- Written problem:
Extract every line of all the items below without changing a word, and leave the pictures out of your answer.

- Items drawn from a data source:
★ ★ ★ ★

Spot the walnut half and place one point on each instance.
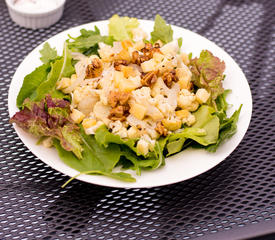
(94, 69)
(169, 78)
(149, 79)
(161, 129)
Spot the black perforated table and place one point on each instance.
(235, 200)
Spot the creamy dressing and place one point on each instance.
(35, 5)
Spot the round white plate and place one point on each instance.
(184, 165)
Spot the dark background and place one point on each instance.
(235, 200)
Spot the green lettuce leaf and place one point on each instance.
(207, 72)
(47, 53)
(228, 126)
(50, 118)
(96, 158)
(205, 131)
(104, 138)
(120, 28)
(162, 31)
(87, 42)
(61, 67)
(31, 82)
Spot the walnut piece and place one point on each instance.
(118, 63)
(116, 98)
(169, 78)
(119, 103)
(148, 51)
(138, 59)
(119, 113)
(94, 69)
(149, 79)
(161, 129)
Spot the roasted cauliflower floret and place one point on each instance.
(187, 100)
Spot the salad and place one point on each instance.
(125, 101)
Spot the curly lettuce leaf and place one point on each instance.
(207, 72)
(43, 79)
(31, 82)
(162, 31)
(96, 158)
(47, 53)
(87, 42)
(120, 28)
(50, 118)
(104, 138)
(228, 126)
(205, 131)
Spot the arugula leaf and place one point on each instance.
(162, 31)
(47, 53)
(104, 138)
(61, 67)
(120, 28)
(207, 72)
(31, 82)
(96, 158)
(205, 131)
(87, 42)
(227, 129)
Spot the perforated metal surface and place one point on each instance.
(233, 200)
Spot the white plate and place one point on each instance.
(182, 166)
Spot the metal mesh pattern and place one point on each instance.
(236, 197)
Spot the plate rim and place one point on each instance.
(82, 177)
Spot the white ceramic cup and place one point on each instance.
(35, 19)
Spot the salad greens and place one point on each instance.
(120, 28)
(45, 111)
(162, 31)
(207, 72)
(87, 42)
(47, 53)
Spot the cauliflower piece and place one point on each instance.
(93, 129)
(142, 147)
(148, 66)
(158, 57)
(190, 120)
(187, 100)
(133, 132)
(102, 112)
(139, 34)
(88, 123)
(139, 45)
(106, 52)
(47, 142)
(172, 124)
(138, 110)
(170, 48)
(118, 129)
(85, 98)
(202, 95)
(184, 75)
(77, 116)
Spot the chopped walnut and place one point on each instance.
(116, 98)
(161, 129)
(119, 113)
(149, 50)
(169, 78)
(138, 59)
(118, 63)
(149, 79)
(94, 69)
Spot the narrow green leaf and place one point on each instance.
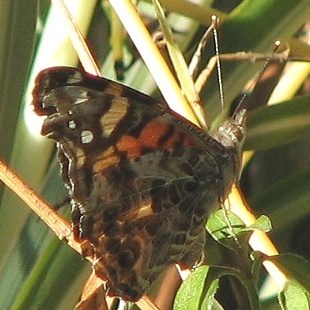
(294, 297)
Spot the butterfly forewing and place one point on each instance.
(142, 179)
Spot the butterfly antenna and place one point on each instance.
(260, 73)
(218, 62)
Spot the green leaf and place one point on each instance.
(278, 124)
(191, 291)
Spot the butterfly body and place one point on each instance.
(142, 179)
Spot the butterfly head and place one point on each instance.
(231, 133)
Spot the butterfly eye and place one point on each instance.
(86, 136)
(72, 124)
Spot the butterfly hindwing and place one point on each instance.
(142, 179)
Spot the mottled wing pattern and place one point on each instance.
(142, 179)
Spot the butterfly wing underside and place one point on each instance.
(142, 179)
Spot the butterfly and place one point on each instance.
(142, 178)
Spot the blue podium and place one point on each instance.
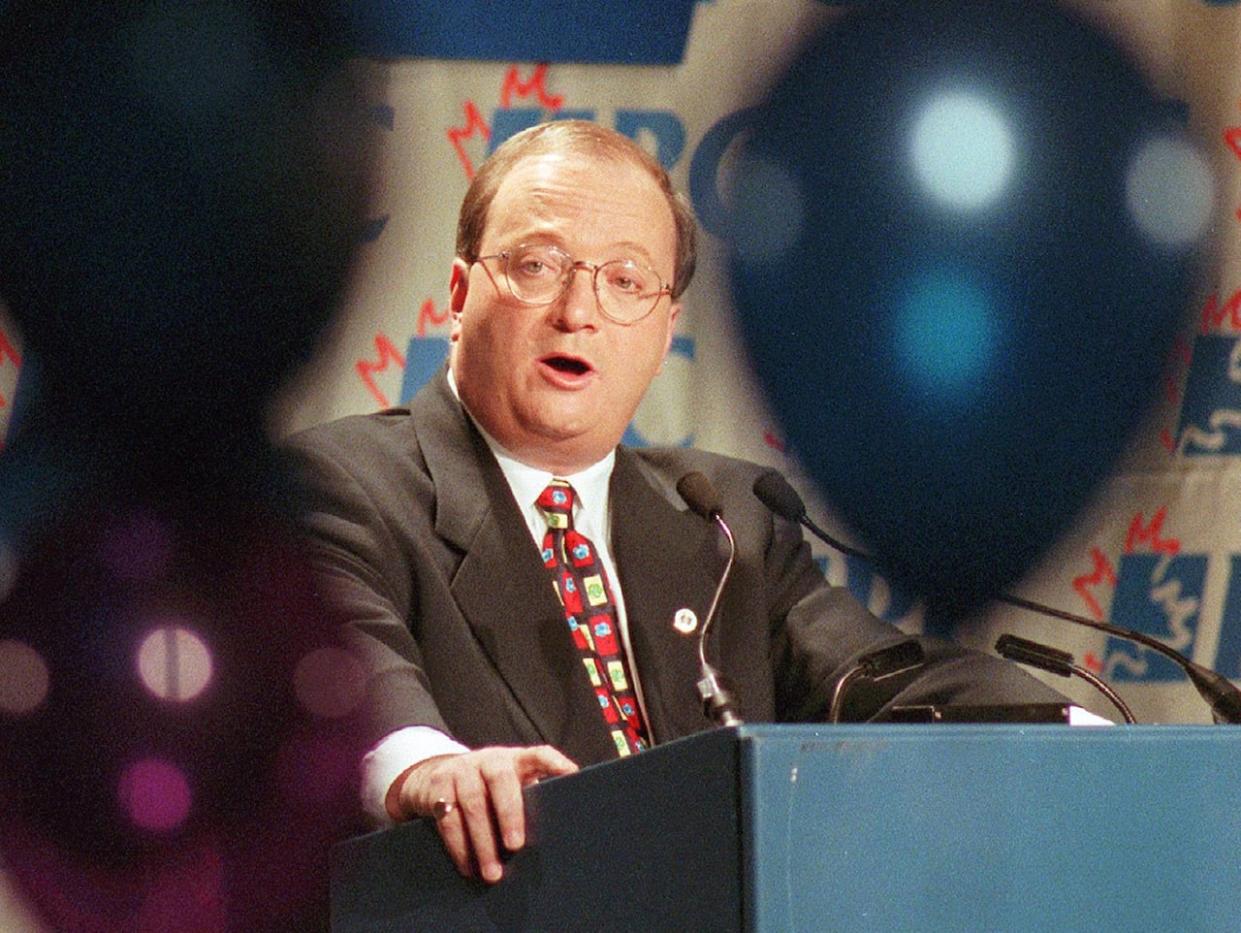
(849, 828)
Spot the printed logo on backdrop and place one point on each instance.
(1210, 403)
(1157, 588)
(398, 367)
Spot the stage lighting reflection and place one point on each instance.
(946, 338)
(155, 794)
(962, 150)
(174, 663)
(329, 683)
(24, 679)
(1169, 191)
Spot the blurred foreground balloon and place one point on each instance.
(184, 185)
(964, 237)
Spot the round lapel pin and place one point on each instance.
(685, 622)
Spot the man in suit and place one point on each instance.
(434, 522)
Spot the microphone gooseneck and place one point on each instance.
(1220, 694)
(1052, 660)
(876, 665)
(703, 500)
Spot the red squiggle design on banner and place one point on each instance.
(457, 135)
(1214, 313)
(1142, 534)
(1232, 139)
(428, 314)
(1179, 359)
(8, 351)
(536, 84)
(387, 354)
(1102, 572)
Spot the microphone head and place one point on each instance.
(699, 495)
(775, 491)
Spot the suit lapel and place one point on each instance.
(500, 584)
(668, 560)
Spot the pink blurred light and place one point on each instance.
(174, 663)
(24, 678)
(155, 794)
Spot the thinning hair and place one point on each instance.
(572, 137)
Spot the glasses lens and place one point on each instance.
(536, 273)
(627, 289)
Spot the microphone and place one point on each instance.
(1220, 694)
(1034, 654)
(703, 500)
(876, 665)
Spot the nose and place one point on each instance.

★ ★ ★ ★

- Output for this task:
Spot the walnut half and place one point on each instance.
(94, 69)
(169, 78)
(149, 79)
(161, 129)
Spot the black perforated table and place one point on each instance.
(235, 200)
Spot the creamy dressing and place one point on each instance.
(35, 5)
Spot the round white plate and place one point on each instance.
(184, 165)
Spot the dark background and place one point on each instance.
(235, 200)
Spot the green lettuce leaf and place one point on each instance.
(207, 72)
(47, 53)
(228, 126)
(50, 118)
(96, 158)
(205, 131)
(104, 138)
(120, 28)
(162, 31)
(87, 42)
(61, 67)
(31, 82)
Spot the walnut piece and place one point on each instance.
(118, 63)
(116, 98)
(169, 78)
(119, 103)
(148, 51)
(138, 59)
(119, 113)
(94, 69)
(149, 79)
(161, 129)
Spot the roasted cauliflower floret and place one point on each instance.
(187, 100)
Spot the salad and place one point on each instance.
(125, 101)
Spot the curly lettuce leaf and place one point on each instance.
(207, 72)
(43, 79)
(31, 82)
(162, 31)
(96, 158)
(47, 53)
(87, 42)
(120, 28)
(50, 118)
(104, 138)
(228, 126)
(205, 131)
Spot the arugula leaf and place one point on each instance.
(162, 31)
(47, 53)
(104, 138)
(61, 67)
(120, 28)
(207, 72)
(31, 82)
(96, 158)
(205, 131)
(87, 42)
(227, 129)
Spot the perforated metal surface and place one point on each instance.
(233, 200)
Spot the white plate and place one point on each instance.
(182, 166)
Spot the metal mesh pattern and place one point on each instance.
(236, 197)
Spot the plate rim and place one point on each instance.
(82, 177)
Spot the white ceramic cup and place one point on each instance.
(35, 19)
Spot the salad greens and place one point on each instance.
(120, 28)
(45, 111)
(162, 31)
(207, 72)
(87, 42)
(47, 53)
Spot the cauliflower piece and place one point on each instance.
(93, 129)
(142, 147)
(148, 66)
(158, 57)
(190, 120)
(187, 100)
(133, 132)
(102, 112)
(139, 34)
(88, 123)
(139, 45)
(106, 52)
(47, 142)
(172, 124)
(138, 110)
(170, 48)
(118, 129)
(85, 98)
(202, 95)
(184, 75)
(77, 116)
Spot the chopped walnut and place one point on each instance.
(116, 98)
(161, 129)
(119, 113)
(149, 50)
(169, 78)
(138, 59)
(118, 63)
(149, 79)
(94, 69)
Spot the narrow green leaf and place one point on each instance.
(294, 297)
Spot the butterfly forewing and place one point on each instance.
(142, 179)
Spot the butterfly antenna and place one point on each instance.
(260, 73)
(218, 62)
Spot the green leaf and place one point on each instance.
(278, 124)
(191, 291)
Spot the butterfly body and place one point on each instance.
(142, 179)
Spot the butterfly head and place one point on each instance.
(231, 133)
Spot the butterfly eye and place one point on each instance.
(86, 136)
(72, 124)
Spot the butterfly hindwing and place one point on each instance.
(142, 179)
Spot the mottled wing pattern and place one point on each instance.
(142, 179)
Spot the butterfly wing underside and place one point on each instance.
(142, 179)
Spot the butterfly and place one point on each instance.
(142, 178)
Spot the blue podium and place one point on each instance.
(849, 828)
Spot the printed logo on backdrop and place one point on each instance.
(1210, 403)
(1157, 588)
(398, 367)
Spot the stage lighting reflection and place one point on each instance.
(946, 338)
(155, 794)
(962, 150)
(174, 663)
(329, 683)
(24, 679)
(1169, 191)
Spot the blurred foreground balloon and place one point on each instance.
(184, 185)
(964, 237)
Spot the round lapel pin and place one point on each instance.
(685, 622)
Spot the man in suit and place one point on each instance.
(434, 522)
Spot the microphone gooseneck and place one point on each instance.
(1220, 694)
(1052, 660)
(876, 665)
(703, 500)
Spot the red squiggle design on banner and place one point on each instance.
(457, 135)
(1214, 313)
(1142, 534)
(1232, 139)
(428, 314)
(1179, 359)
(8, 351)
(536, 84)
(387, 354)
(1102, 572)
Spot the microphone head and place one point on each instance.
(699, 495)
(775, 491)
Spot the suit lapel and place one point on each instance.
(500, 584)
(668, 560)
Spot the pink blurred light and place one point on each instance.
(174, 663)
(24, 678)
(155, 794)
Spot the thinning hair and place one point on each instance.
(572, 137)
Spot the glasses lens and place one point on each instance.
(536, 273)
(627, 289)
Spot the microphone and place one point on each instance.
(1220, 694)
(1034, 654)
(703, 500)
(876, 665)
Spot the nose and place one point on each instance.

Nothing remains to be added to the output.